QUOTED PASSAGE:
◆ ◆ ◆ ◆ ◆

One day in the detention center, we talk about tattoos. Nine of ten kids in these groups have some kind of tattoo. Maybe not a professional tattoo—no big-winged eagles with sharp beaks and talons digging deep into writhing snakes. These are hand-drawn for the most part. The ones that make me cringe are the bowl burns.
“We just get really, really high,” Susie says, smiling sweetly. She is fifteen (“almost sixteen”) and has dyed blonde hair and braces. “Then you don’t feel it, or maybe you do, but it feels, I don’t know, good, I guess.”
“It” is the bowl of the marijuana pipe, burning hot after dozens of hits, the rim offering a perfect circle of red hot metal. Turned upside down and placed on flesh—teenage flesh, soft, fresh flesh—it creates a perfect ring for those who let it burn long enough. Like branding. I think of cows, roped up, and the red-hot iron applied to thick hairy flesh, animals screaming in pain as they are branded and forever after belong to someone, freedom denied, a possession to be bought, sold, milked, butchered.
I shake the image out of my head. These kids love their tattoos. The tattoos mean something to them, by commemorating an experience, remembering a loved one, symbolizing a stage in life, paying homage to God or family or friend. Engraved with pain, the tattoos are worn with pride and a sense of personal power—living, breathing reminders of life’s experiences and even, perhaps, life’s meaning.
“I have tattoos.” Manuel has been sitting back a bit in the circle, watching but not contributing to the discussion. His hair is long, and he combs it over his eyes, like a curtain that he can close when he wants to shut out the world.

◆ ◆ ◆ ◆ ◆

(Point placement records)
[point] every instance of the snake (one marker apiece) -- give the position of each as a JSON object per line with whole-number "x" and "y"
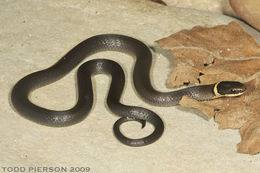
{"x": 141, "y": 79}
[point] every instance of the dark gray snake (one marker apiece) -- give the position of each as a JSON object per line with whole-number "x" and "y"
{"x": 141, "y": 79}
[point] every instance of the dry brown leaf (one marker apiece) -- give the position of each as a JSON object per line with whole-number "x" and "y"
{"x": 209, "y": 55}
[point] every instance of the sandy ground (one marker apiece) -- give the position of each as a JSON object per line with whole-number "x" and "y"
{"x": 34, "y": 34}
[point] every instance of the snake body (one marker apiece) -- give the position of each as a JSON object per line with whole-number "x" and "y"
{"x": 141, "y": 79}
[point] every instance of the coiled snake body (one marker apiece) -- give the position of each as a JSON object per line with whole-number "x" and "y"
{"x": 141, "y": 79}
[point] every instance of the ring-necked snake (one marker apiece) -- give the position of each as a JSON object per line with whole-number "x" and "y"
{"x": 141, "y": 79}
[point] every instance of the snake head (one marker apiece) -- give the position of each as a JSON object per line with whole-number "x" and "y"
{"x": 229, "y": 89}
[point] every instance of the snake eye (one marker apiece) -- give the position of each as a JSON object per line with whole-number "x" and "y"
{"x": 230, "y": 88}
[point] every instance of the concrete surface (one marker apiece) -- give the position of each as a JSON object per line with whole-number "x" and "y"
{"x": 34, "y": 34}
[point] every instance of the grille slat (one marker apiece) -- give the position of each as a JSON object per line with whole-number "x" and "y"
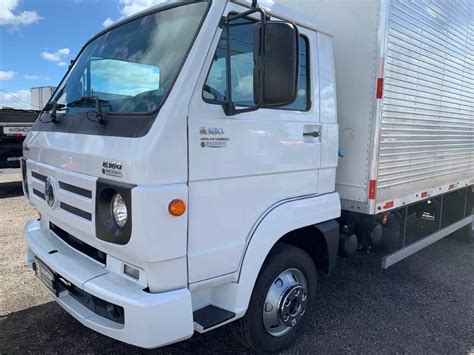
{"x": 76, "y": 211}
{"x": 39, "y": 194}
{"x": 75, "y": 189}
{"x": 38, "y": 176}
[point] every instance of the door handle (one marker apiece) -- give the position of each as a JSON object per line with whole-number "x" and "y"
{"x": 313, "y": 134}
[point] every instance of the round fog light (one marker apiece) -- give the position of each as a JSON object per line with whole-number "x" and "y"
{"x": 119, "y": 210}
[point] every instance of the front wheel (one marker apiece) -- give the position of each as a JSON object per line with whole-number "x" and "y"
{"x": 281, "y": 300}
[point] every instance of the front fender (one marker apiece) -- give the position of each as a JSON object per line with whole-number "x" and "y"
{"x": 280, "y": 220}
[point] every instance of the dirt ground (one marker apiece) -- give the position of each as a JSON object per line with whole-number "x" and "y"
{"x": 424, "y": 304}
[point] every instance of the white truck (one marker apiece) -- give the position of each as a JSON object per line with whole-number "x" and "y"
{"x": 186, "y": 168}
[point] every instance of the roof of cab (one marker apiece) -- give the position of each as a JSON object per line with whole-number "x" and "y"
{"x": 284, "y": 13}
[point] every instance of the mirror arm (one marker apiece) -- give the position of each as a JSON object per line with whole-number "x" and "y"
{"x": 229, "y": 106}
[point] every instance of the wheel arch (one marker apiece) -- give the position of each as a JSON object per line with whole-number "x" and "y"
{"x": 291, "y": 222}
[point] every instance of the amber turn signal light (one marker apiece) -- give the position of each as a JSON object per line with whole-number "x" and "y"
{"x": 177, "y": 208}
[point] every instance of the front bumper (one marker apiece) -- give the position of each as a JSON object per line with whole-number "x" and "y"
{"x": 150, "y": 320}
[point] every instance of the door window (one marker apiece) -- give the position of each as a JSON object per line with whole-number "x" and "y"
{"x": 242, "y": 69}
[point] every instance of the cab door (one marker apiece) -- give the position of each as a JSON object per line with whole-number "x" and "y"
{"x": 241, "y": 166}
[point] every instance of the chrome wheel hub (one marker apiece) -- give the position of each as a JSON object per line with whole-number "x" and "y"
{"x": 285, "y": 303}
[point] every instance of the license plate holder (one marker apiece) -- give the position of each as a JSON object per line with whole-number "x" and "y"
{"x": 46, "y": 275}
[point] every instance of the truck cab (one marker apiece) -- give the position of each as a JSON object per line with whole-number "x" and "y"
{"x": 184, "y": 175}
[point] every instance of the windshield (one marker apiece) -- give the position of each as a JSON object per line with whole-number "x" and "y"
{"x": 133, "y": 67}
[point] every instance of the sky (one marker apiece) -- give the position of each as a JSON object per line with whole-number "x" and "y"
{"x": 38, "y": 38}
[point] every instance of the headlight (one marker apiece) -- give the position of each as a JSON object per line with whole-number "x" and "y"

◆ ◆ ◆ ◆ ◆

WRITTEN REQUEST: Resume the detention center tattoo passage, picking up right after its final sentence. These records were drawn from a separate source.

FINAL RESULT:
“Two tattoos. One on each shoulder.” He pulls aside his orange jumpsuit to show us the words, which are written on the top of his shoulders in a graceful, looping script.
“Cielo” is engraved on the right.
“Inferno” is inscribed on the left.
“Cool,” someone in the group says. We’re sitting in our customary Wednesday morning circle in the juvenile detention center. Four boys and two girls, ages fifteen to seventeen, all in orange jumpsuits.
The look on Manuel’s face is hard to read. It’s not pride, I realize. He’s not showing off for the group. No, there’s something deeper etched into the lines around his mouth as he looks at me.
I might call it an invitation. He is asking me to understand. For on his shoulders, it seems that Manuel has outlined a battle of polarities, the push and pull of good and evil, the moral struggle between right and wrong.
“Why did you choose those words?” I ask him.
Some of the kids in the group smile. Like, “Isn’t it obvious, you know, heaven, hell, angels, devils, life, death?”
But Manuel understands why I’m asking the question. These are his tattoos to decipher, no one else’s.
“Because they remind me,” he says, looking down at the floor.
“Of what?” I ask.
“Of what is inside me.”
“What is inside you?” I know these questions sound silly, even stupid because the answers seem so obvious. But I don’t want to assume anything. This is, after all, his story to tell.
“Good,” he says solemnly. “And evil.”
The other kids lean forward in their chairs. Good and evil are subjects worthy of attention.
Manuel smiles and softly pats one shoulder, then the other. “I know I have a choice,” he says. “I can choose to be good. Or I can choose to be bad.”
“If I’m good,” he adds after a moment, “the goodness doesn’t last. I have to keep doing good. If I do something bad, something evil, it also doesn’t last. But I can learn from my mistakes. I can lean toward the good.”
I nod my head, and he sits back again, signifying that he has said what he wants to say. After a respectful silence, the rest of the group continues to talk about their tattoos.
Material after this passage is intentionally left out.